COMPLETE O SEGUINTE ▸
[a] Extraia, sem nenhuma alteração, o trecho do texto sobre Lost in Random: The Eternal Die que vai de "Enquanto a dupla" até "rainha ela é.".
[b] Dê continuidade ao texto sobre Lost in Random: The Eternal Die a partir do ponto em que ele para.

TRECHO DO DOCUMENTO ▸
◆ ◆ ◆ ◆ ◆

Desenvolver jogos spin-off de uma série pode ser uma tentativa arriscada, ainda mais considerando o número de mudanças que podem ser feitas no processo. E quando trocam a protagonista? Ou a jogabilidade? E se for um roguelite? E se fizerem todas essas mudanças ao mesmo tempo? Essa foi a ousada abordagem da Stormteller Games com Lost in Random: The Eternal Die, mas que foi muito bem aplicada e que respeitou os aspectos únicos do primeiro jogo.
Lutando contra o Tormento
Mesmo sendo um spin-off, The Eternal Die leva em conta a história de Lost in Random e acontece após os eventos do primeiro jogo. Desta vez, o jogador assume o controle da Rainha Aleksandra, a antagonista da aventura anterior.
Ela e sua fiel companheira Fortuna — um dado mágico — tentaram confrontar Maldado, uma criatura maligna que as absorveu e as enviou para um reino sombrio e cheio de pesadelos. Lá, ela perdeu todas as habilidades e precisa recuperar suas forças para voltar ao Reino do Aleatório.
Porém, para conseguir sair, Aleksandra precisa derrotar Tormento, o Cavaleiro, uma versão encarnada do Maldado nessa realidade sombria. Portanto, não há outro jeito de se salvar a menos que a vingança contra o Maldado esteja completa.
Enquanto a dupla permanece presa nessa realidade, serão obrigadas a participar de um “jogo”, onde terão que derrotar uma série de criaturas e servos do Maldado ao longo de quatro regiões distintas conectadas por portais criados por Tormento.
E nessa busca para conseguir recuperar seu trono, Aleksandra será obrigada a se reencontrar com aspectos do seu passado que a farão refletir sobre que tipo de rainha ela é.

◆ ◆ ◆ ◆ ◆

LINHAS FORNECIDAS ▸
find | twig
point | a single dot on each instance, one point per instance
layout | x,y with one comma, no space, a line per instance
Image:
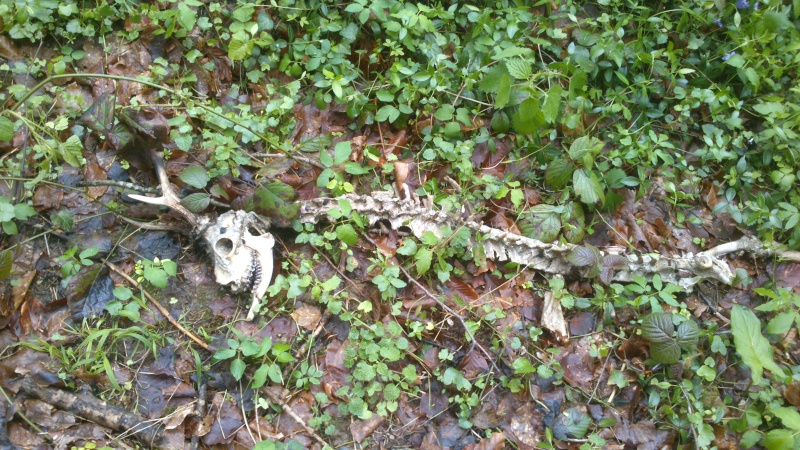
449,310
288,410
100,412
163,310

◆ ◆ ◆ ◆ ◆

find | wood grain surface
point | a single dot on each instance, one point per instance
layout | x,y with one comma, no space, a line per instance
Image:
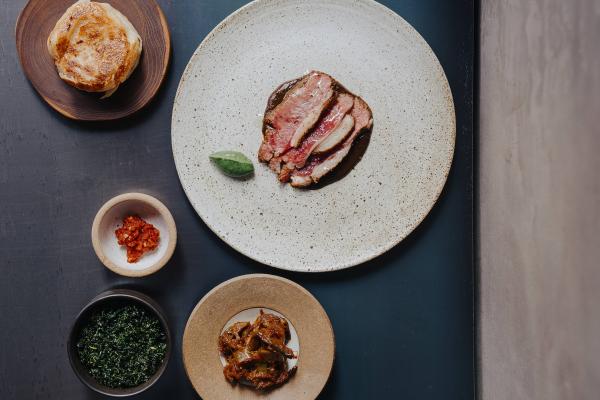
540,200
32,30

◆ ◆ ◆ ◆ ◆

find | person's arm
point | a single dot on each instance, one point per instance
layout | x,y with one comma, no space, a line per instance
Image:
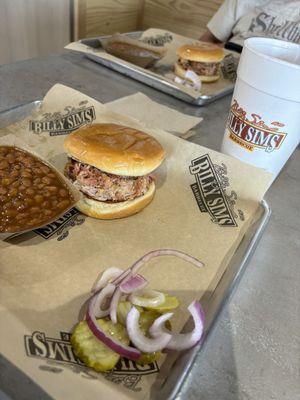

◆ ◆ ◆ ◆ ◆

TAREFAS RESOLVIDAS ▸
[a]
Enquanto a dupla permanece presa nessa realidade, serão obrigadas a participar de um “jogo”, onde terão que derrotar uma série de criaturas e servos do Maldado ao longo de quatro regiões distintas conectadas por portais criados por Tormento.
E nessa busca para conseguir recuperar seu trono, Aleksandra será obrigada a se reencontrar com aspectos do seu passado que a farão refletir sobre que tipo de rainha ela é.

[b]
Personagens e visuais com estilo único
Nessa nova aventura, o visual de Lost in Random continua com seu estilo gótico juvenil, bem inspirado em clássicos do Tim Burton, com personagens esquisitos e cativantes. O trabalho de voz é bem feito e faz com que todas as criaturas que você ajuda e enfrenta durante a jornada despertem o interesse do jogador em saber mais sobre elas.
Os personagens também servem como recurso narrativo para trazer informações do passado da rainha, bem como acontecimentos do primeiro jogo. Mesmo assim, quem não conhece a fundo a história do Lost in Random original vai se sentir perdido com certas referências e diálogos. Porém, não acho que seja um aspecto que atrapalhe a experiência, já que o foco do jogo é muito maior no combate.
Nesses momentos, o glossário será uma ferramenta útil. É uma forma de trazer todas as informações necessárias para quem se empolgou em conhecer o universo, sem ter que criar diálogos longos e expositivos que travariam a jogatina.
Novos personagens gradualmente se juntam ao santuário, que serve de refúgio para Aleksandra, conforme são resgatados por ela e cada um contribui tanto com a história quanto com a superação desse desafio criado pelo Tormento.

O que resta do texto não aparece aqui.